• OBJETIVO DA TAREFA: Dê sequência ao artigo sobre fomento e desenvolvimento rural, começando logo depois da última frase mostrada.

• TEXTO FORNECIDO:

Coordenador técnico-científico do Núcleo de Apoio à Cultura e Extensão da Esalq-USP
Op-CP-37
Fomentar, segundo o dicionário Aurélio, significa estimular, apoiar, sustentar ou incitar algo. O termo tem origem no latim fomentum, que significa "aquecer". No sentido figurado, fomentar é estimular algo, adotando os meios e cuidados necessários para promover o desenvolvimento e conquistar resultados positivos, porque precisa de fomento e, nessa lógica, inclusão, repartição de riquezas e estratégia e expansão.
No início da segunda década do século XXI, o flagelo da pobreza e da fome atinge 1,1 bilhão de pessoas consideradas extremamente pobres, sendo que 75 % delas vivem em áreas rurais e, em grande medida, dependem da agricultura, da silvicultura, da pesca e de atividades conexas para a sua sobrevivência. O desafio fundamental para se erradicar a pobreza global e a fome terá de se assentar, entre outras ações de cunho local e global, numa reforma agrária eficaz e no desenvolvimento rural com bases sustentáveis.
O Brasil ainda possui 13 milhões de analfabetos, sendo grande parte no Nordeste e na zona rural. A Organização das Nações Unidas, por meio da FAO, elenca entre os 8 Objetivos de Desenvolvimento do Milênio (ODM): a erradicação da pobreza, a fome, a garantia da sustentabilidade ambiental e a criação de parcerias para o desenvolvimento, como ações estratégicas e fundamentais.
O processo de modernização da agricultura mundial, a partir de meados da década de 50, foi marcado por profundas alterações nas dinâmicas de produção, ocasionadas pela subordinação aos paradigmas da Revolução Verde. Hoje, se reconhece que tais melhorias significativas na produção e produtividade agrícola foram acompanhadas por efeitos negativos sobre a base de recursos naturais, efeitos que foram tão graves que ameaçam o seu potencial de produção futura.
Nesse modelo de uso e ocupação dos solos na Mata Atlântica, e infelizmente ocorrendo em outros biomas, prevalece a visão depreciativa dos recursos florestais, que tem levado à devastação das florestas nativas para sistemas de produção agropecuários e florestais simplificados. Contudo não se deve estigmatizar o agricultor como depredador dos recursos naturais, visto que existem forças econômicas, políticas e sociais que impelem esses agentes sociais em direção a práticas predatórias.

Entradas do conjunto de dados:
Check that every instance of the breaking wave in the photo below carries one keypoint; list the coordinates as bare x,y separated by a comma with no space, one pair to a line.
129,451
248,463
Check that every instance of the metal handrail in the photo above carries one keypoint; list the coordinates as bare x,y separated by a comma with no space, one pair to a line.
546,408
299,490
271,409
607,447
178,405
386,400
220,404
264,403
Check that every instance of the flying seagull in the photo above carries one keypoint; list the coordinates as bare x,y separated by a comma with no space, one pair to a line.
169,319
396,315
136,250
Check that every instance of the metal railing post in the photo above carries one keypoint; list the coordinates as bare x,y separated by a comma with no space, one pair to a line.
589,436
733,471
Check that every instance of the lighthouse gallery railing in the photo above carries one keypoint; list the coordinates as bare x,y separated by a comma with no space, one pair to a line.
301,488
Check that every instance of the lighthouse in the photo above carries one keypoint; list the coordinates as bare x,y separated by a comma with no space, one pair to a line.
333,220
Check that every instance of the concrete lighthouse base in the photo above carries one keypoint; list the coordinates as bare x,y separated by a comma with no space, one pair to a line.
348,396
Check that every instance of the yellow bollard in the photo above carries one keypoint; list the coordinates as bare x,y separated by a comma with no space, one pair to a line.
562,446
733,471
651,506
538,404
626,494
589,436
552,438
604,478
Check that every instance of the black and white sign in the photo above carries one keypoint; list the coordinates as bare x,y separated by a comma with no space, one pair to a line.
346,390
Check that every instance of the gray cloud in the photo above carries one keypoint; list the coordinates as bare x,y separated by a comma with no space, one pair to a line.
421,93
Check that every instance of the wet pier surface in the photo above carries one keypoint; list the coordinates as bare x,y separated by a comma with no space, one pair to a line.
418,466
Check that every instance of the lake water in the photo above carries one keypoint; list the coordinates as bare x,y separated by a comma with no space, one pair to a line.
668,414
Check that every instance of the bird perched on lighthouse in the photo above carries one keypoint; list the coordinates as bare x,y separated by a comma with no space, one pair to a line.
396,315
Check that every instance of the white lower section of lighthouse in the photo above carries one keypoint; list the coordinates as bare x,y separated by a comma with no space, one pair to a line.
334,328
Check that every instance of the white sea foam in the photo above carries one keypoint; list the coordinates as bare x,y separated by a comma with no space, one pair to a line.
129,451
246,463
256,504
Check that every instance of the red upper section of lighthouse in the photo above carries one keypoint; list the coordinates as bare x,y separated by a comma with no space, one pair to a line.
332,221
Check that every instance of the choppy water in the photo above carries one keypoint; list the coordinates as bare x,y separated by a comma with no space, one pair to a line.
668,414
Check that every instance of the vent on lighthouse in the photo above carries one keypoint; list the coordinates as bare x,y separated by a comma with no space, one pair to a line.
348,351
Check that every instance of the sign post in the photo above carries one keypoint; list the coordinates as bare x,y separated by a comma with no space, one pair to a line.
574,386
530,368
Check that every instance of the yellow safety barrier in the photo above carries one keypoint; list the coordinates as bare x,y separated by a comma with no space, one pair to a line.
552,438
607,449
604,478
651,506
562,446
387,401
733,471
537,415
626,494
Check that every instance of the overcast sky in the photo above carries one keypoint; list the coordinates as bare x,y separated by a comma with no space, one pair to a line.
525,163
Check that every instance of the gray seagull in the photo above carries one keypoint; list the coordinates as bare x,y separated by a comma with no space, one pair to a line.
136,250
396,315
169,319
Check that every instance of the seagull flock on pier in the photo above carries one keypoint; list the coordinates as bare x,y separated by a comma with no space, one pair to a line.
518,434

• RESPOSTA:
Essas forças impulsionam o agricultor a expandir sua área de produção e a converter novas áreas em monocultivos agrícolas, florestais e/ou pastagens, gerando a degradação, ou, quando a expansão da área produtiva não é mais possível, ficam reféns de pacotes tecnológicos que levam à degradação contínua da terra, muitas vezes levando a situações irreversíveis, que colocam o que muitos chamam de “agronegocinho” subserviente a todo o pacote da agricultura dita moderna.
Fortalecer a sustentabilidade no desenvolvimento da agricultura familiar passa, necessariamente, pela sua viabilização econômica, cumprindo com as suas funções estratégicas para o desenvolvimento do País. Atualmente, diversas linhas de pesquisa e de reflexão colocam a questão dos recursos naturais como intrinsecamente relacionada ao desenvolvimento sustentável.
As interações entre espécies florestais e cultivos agrícolas e/ou animais, nas áreas onde o elemento predominante é o estrato arbóreo florestal, caracterizam-se por uma maior relevância da diversidade biológica nas estratégias de produção, proporcionando benefícios econômicos e sociais aos usuários diretos (agricultores) e benefícios ambientais (serviços) para a sociedade.
Esses conceitos e preceitos guiam a lógica dos Sistemas Agroflorestais ou das Agroflorestas (SAF). Infelizmente, até o momento, têm sido insuficientes a ênfase dada e os investimentos direcionados à formulação e à implementação de políticas públicas que potencializem os benefícios auferidos da adoção de SAF. Um dos maiores desafios para a ampla adoção dos SAF consiste no estabelecimento de processos e mecanismos contínuos de compartilhamento de conhecimentos locais e científicos e a transmissão daqueles relacionados às práticas consideradas exitosas para o nível da experimentação em contextos similares, de forma que sejam progressivamente aplicados, ajustados e validados.
De maneira geral, os pequenos produtores e agricultores familiares não têm as suas demandas por tecnologias adequadamente atendidas, o que poderia viabilizar a produção agroecológica numa escala que garanta segurança e soberania alimentar e a geração de excedentes comercializáveis cuja receita, além de melhorar as condições de vidas das famílias, possibilitará o desenvolvimento de empreendimentos individuais/familiares e/ou coletivos com base na produção agroflorestal, onde espécies nativas e exóticas convivem de forma harmônica.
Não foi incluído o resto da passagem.